# About this task:
Find the line with "notation: point(112, 288)." in the entries below. Repeat it, every following line, and the line with "notation: point(84, 312).", exactly and with nothing added.

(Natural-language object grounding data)
##########

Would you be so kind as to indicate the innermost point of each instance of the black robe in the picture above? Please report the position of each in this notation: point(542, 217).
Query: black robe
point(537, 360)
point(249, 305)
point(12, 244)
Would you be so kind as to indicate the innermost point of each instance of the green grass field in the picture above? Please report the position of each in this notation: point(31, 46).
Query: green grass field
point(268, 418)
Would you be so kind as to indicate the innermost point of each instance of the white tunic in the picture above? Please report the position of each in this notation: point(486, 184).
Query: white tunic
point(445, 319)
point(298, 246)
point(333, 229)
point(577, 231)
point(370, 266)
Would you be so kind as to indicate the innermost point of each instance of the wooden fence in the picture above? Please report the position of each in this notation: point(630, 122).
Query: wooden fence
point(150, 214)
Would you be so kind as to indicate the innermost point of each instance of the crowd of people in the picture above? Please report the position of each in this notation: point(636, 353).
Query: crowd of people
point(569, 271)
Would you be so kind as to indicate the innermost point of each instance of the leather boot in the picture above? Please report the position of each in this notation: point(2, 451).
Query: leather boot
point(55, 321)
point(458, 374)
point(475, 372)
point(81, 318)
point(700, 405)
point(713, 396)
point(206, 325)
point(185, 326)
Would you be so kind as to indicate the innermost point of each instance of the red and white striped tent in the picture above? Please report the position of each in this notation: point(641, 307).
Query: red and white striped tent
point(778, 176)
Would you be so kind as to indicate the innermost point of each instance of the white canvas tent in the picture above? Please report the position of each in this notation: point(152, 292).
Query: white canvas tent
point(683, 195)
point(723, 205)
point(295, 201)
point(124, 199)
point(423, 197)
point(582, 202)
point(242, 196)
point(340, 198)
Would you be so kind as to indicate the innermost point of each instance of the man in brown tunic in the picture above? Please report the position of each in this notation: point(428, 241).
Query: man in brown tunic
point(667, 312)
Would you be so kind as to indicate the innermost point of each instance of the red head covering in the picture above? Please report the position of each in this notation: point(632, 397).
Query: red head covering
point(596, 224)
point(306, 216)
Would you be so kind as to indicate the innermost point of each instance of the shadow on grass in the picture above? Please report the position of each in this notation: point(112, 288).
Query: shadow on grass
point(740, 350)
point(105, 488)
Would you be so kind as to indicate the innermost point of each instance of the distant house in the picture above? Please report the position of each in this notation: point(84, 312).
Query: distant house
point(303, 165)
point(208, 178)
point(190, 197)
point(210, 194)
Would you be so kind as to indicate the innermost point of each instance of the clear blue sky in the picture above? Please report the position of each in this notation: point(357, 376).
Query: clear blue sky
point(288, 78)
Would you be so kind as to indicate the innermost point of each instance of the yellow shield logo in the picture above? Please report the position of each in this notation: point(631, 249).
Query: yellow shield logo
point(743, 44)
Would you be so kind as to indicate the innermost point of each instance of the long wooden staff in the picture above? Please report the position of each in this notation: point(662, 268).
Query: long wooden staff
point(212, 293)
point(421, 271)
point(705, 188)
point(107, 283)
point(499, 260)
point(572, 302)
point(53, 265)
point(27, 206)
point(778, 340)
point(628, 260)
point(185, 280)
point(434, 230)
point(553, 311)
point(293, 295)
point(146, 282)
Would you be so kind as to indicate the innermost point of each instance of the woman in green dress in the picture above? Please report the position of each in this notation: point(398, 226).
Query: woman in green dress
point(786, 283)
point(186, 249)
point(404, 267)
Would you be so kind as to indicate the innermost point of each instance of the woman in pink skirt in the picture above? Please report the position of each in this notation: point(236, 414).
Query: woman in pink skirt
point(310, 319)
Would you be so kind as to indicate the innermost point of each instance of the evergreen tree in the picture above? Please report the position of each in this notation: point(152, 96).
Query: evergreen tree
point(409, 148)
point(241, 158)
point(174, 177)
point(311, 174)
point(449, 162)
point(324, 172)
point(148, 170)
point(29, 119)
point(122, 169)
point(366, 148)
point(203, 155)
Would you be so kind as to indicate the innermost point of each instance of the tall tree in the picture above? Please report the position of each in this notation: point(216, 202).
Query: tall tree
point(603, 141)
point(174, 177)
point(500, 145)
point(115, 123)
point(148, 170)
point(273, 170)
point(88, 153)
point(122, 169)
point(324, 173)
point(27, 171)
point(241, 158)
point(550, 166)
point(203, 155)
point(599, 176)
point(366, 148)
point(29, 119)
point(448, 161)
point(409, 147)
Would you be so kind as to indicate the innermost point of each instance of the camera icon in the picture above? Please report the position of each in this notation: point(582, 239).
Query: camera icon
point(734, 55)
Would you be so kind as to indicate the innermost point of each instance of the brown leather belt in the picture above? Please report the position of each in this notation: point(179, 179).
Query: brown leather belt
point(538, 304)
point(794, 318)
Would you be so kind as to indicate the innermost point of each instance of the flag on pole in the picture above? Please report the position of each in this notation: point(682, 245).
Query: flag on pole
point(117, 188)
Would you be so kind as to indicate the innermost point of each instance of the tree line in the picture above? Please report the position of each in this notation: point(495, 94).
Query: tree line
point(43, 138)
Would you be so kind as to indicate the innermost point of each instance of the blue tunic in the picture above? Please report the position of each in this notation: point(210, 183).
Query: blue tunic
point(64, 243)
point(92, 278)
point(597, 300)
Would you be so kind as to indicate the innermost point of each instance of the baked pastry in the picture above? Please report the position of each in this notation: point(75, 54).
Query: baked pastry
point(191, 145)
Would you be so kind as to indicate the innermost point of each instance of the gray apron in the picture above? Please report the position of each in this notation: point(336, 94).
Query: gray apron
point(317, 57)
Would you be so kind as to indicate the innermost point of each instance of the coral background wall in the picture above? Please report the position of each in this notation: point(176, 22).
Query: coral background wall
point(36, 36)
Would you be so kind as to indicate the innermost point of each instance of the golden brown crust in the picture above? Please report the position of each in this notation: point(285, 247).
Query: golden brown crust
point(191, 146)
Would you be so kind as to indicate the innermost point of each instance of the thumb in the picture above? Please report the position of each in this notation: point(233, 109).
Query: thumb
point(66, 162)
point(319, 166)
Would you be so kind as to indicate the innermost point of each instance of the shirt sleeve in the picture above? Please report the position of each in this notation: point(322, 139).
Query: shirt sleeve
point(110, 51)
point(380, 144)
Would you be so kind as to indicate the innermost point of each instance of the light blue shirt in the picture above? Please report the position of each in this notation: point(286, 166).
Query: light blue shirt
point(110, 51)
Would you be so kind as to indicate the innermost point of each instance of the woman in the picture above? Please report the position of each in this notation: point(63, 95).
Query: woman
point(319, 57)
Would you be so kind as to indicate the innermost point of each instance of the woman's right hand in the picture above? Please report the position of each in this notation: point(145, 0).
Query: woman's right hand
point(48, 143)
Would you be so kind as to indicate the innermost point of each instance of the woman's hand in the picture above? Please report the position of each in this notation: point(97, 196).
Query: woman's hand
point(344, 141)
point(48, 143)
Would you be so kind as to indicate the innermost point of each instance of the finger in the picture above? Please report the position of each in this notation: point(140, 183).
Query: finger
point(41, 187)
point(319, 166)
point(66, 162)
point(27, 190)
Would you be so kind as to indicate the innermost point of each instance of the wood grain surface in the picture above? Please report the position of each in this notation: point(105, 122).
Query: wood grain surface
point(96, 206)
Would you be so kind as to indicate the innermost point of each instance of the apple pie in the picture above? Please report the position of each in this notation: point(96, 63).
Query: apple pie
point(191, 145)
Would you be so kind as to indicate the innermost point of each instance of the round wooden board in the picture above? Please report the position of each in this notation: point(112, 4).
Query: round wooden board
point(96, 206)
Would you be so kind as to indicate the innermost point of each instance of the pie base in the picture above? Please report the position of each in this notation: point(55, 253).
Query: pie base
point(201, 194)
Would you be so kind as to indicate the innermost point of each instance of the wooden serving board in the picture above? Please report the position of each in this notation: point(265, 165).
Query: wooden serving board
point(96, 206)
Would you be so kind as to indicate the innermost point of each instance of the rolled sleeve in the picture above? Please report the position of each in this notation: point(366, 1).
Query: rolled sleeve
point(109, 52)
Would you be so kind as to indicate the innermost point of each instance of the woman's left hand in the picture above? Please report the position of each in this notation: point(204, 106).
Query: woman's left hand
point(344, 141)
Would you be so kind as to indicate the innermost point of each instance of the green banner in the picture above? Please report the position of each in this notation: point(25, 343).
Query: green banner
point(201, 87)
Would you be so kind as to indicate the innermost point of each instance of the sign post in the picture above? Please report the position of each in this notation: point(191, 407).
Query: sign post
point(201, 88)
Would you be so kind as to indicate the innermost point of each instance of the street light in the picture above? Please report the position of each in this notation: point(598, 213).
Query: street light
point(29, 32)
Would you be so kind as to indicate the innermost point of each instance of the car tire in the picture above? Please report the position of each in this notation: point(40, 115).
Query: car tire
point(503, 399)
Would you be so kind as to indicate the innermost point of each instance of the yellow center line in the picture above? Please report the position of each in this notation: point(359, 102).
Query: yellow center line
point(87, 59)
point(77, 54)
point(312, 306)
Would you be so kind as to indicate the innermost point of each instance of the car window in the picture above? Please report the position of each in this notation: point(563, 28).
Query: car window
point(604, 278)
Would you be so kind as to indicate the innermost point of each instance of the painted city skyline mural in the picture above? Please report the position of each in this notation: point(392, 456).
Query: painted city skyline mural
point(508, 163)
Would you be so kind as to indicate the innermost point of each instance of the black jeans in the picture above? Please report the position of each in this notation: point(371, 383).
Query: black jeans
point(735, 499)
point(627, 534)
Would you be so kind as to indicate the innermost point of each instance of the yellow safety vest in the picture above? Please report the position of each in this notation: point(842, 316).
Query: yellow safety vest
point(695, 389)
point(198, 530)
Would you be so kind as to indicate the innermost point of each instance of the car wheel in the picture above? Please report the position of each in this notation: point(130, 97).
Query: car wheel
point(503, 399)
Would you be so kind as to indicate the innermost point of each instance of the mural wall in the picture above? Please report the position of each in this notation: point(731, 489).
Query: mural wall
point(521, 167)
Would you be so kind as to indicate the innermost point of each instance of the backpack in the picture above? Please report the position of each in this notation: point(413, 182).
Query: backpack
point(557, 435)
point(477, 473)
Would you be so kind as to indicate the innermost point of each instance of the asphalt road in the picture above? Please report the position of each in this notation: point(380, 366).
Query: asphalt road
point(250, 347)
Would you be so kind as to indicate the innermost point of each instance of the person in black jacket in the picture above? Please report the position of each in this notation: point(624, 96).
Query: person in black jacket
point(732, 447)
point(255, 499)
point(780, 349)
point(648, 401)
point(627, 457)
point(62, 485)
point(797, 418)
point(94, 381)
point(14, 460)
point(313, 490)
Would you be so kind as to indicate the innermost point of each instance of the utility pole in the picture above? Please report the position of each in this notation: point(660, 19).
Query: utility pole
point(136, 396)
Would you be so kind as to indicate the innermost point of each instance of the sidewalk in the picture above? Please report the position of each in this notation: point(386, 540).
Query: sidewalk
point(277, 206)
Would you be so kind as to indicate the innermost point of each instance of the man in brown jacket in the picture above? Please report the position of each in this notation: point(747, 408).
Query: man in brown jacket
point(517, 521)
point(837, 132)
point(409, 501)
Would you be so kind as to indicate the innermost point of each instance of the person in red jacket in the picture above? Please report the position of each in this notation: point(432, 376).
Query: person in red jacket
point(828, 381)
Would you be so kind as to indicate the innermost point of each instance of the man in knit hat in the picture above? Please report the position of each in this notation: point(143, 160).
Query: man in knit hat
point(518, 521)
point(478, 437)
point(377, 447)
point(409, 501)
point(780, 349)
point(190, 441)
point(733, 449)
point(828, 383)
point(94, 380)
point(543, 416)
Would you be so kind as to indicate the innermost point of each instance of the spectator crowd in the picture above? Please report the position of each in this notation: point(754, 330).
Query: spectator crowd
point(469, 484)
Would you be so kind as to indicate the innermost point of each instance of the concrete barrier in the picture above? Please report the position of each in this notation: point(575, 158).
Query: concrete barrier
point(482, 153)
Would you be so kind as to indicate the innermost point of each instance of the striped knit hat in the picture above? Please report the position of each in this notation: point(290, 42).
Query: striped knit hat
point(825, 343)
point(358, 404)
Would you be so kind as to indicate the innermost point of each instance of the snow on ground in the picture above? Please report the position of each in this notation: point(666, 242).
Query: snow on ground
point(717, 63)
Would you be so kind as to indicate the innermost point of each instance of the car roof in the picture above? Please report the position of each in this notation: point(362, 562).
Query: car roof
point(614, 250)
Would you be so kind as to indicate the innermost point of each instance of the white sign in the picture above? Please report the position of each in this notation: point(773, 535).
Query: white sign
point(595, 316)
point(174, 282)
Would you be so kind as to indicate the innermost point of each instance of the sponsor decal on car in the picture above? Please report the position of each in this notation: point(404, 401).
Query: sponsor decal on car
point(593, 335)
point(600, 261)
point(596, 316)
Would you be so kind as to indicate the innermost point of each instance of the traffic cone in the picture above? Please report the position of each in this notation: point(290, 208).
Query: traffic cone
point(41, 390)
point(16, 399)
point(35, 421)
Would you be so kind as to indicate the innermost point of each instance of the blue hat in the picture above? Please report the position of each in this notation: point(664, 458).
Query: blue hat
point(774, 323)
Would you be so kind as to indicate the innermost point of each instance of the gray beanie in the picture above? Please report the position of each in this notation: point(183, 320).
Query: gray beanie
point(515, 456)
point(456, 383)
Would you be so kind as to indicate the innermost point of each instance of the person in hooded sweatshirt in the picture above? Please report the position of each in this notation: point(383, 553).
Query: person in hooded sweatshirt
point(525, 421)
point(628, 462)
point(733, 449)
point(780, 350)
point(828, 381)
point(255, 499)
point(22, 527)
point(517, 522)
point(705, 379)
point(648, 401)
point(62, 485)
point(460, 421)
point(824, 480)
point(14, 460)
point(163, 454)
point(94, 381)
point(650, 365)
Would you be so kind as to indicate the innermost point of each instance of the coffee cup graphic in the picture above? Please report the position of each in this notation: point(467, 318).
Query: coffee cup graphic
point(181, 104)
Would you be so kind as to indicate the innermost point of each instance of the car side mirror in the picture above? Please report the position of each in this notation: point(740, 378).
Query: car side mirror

##########

# Exercise solution:
Would you be so kind as to indicate the innermost point of each instance of the shadow on grass in the picture above? Please report the position of each in this notation: point(112, 288).
Query: shadow on grass
point(740, 350)
point(105, 488)
Would you be so kind as to indicate the innermost point of each instance of the distant house in the picture above? Please report the position of each in this notation: point(84, 312).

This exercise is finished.